> [TASK BRIEF]:
In the data below, find every line with the word "pixels" and copy it out.

> [EXERCISE MATERIAL]:
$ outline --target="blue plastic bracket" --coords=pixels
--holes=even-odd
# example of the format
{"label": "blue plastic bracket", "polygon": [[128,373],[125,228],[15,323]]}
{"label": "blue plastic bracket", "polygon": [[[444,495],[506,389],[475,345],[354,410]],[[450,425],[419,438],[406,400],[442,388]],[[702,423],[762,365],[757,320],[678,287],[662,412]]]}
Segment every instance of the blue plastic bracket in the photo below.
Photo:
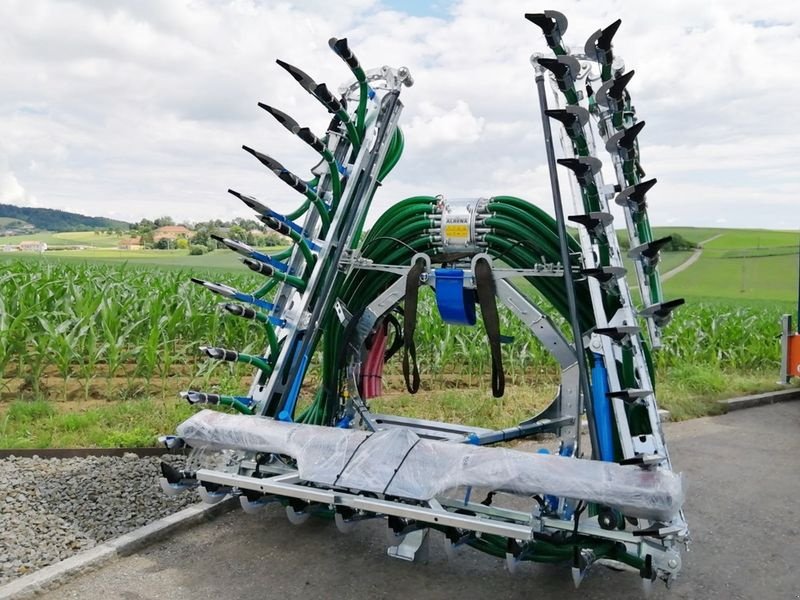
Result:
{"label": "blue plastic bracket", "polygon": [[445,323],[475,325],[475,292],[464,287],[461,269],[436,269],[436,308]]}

...

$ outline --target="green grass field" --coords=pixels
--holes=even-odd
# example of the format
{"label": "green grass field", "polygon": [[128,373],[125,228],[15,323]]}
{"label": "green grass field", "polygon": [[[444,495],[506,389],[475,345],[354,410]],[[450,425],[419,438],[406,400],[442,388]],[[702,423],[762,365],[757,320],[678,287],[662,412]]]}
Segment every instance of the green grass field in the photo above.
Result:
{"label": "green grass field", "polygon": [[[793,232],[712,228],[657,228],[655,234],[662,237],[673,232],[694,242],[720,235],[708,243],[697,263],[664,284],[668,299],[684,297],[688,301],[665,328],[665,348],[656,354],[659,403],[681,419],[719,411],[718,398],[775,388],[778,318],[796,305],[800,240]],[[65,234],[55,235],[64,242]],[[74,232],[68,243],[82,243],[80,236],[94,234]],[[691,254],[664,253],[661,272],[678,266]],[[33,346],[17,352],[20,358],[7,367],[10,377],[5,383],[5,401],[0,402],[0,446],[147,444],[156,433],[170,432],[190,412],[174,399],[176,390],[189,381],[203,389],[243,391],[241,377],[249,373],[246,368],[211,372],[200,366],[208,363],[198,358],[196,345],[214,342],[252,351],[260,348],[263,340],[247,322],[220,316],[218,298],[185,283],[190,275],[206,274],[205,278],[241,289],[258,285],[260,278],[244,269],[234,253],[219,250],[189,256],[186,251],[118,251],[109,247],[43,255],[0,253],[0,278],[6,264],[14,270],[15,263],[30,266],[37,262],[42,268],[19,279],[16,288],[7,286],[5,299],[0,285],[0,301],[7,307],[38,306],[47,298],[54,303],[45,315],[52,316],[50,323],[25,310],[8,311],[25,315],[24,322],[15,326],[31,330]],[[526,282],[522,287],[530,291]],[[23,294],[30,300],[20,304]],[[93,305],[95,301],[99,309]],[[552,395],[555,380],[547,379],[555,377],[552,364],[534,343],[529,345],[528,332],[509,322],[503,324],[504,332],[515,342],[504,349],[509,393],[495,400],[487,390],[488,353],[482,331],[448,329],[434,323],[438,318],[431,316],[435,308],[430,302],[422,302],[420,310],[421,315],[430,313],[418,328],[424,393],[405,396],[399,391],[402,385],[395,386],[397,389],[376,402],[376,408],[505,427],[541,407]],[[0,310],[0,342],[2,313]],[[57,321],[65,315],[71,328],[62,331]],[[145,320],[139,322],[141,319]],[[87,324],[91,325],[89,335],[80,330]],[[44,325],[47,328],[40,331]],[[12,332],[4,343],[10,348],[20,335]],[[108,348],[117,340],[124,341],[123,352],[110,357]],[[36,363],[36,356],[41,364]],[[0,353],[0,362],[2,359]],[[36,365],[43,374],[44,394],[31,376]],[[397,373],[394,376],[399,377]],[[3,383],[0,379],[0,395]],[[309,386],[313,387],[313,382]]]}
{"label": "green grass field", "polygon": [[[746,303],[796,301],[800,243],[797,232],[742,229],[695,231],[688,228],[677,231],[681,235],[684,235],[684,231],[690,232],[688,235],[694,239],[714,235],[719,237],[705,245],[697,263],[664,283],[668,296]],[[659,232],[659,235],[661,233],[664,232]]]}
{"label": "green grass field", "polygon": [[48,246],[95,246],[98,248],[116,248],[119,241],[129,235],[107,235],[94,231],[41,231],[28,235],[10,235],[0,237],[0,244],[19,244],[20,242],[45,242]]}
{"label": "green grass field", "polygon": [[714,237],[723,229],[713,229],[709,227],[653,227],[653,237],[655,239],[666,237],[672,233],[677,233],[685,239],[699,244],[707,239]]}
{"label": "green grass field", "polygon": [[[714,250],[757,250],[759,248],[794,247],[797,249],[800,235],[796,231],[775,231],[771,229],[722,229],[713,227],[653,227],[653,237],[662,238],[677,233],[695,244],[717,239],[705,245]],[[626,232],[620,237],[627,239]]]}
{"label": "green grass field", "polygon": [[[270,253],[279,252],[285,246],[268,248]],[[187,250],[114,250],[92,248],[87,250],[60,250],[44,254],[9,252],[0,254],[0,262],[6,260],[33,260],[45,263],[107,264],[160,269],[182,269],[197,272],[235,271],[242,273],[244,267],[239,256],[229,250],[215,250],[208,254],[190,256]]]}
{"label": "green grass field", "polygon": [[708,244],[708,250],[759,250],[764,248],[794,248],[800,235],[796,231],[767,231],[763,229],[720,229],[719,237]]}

...

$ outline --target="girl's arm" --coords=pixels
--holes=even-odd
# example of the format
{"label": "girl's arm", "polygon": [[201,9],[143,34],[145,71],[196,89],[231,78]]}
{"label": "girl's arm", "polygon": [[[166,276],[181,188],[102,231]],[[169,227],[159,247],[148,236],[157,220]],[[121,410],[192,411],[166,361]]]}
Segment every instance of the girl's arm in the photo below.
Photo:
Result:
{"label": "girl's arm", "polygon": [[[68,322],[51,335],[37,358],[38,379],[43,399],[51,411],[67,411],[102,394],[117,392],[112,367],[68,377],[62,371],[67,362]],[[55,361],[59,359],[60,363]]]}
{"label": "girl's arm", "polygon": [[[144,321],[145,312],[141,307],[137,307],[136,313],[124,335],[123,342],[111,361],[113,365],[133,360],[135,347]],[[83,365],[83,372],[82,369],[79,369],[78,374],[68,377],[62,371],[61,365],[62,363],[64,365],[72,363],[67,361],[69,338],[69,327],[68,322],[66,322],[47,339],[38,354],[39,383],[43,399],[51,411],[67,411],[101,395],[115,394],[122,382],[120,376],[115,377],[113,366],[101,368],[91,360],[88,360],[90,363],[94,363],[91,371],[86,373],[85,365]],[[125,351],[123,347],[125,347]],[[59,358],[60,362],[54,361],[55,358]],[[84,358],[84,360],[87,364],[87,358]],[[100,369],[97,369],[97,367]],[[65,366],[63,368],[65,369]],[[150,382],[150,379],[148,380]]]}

> [REPLY]:
$ outline --target="blue plastic bracket" --coords=pixels
$ outline --target="green grass field" --coords=pixels
$ outline --target="girl's arm" --coords=pixels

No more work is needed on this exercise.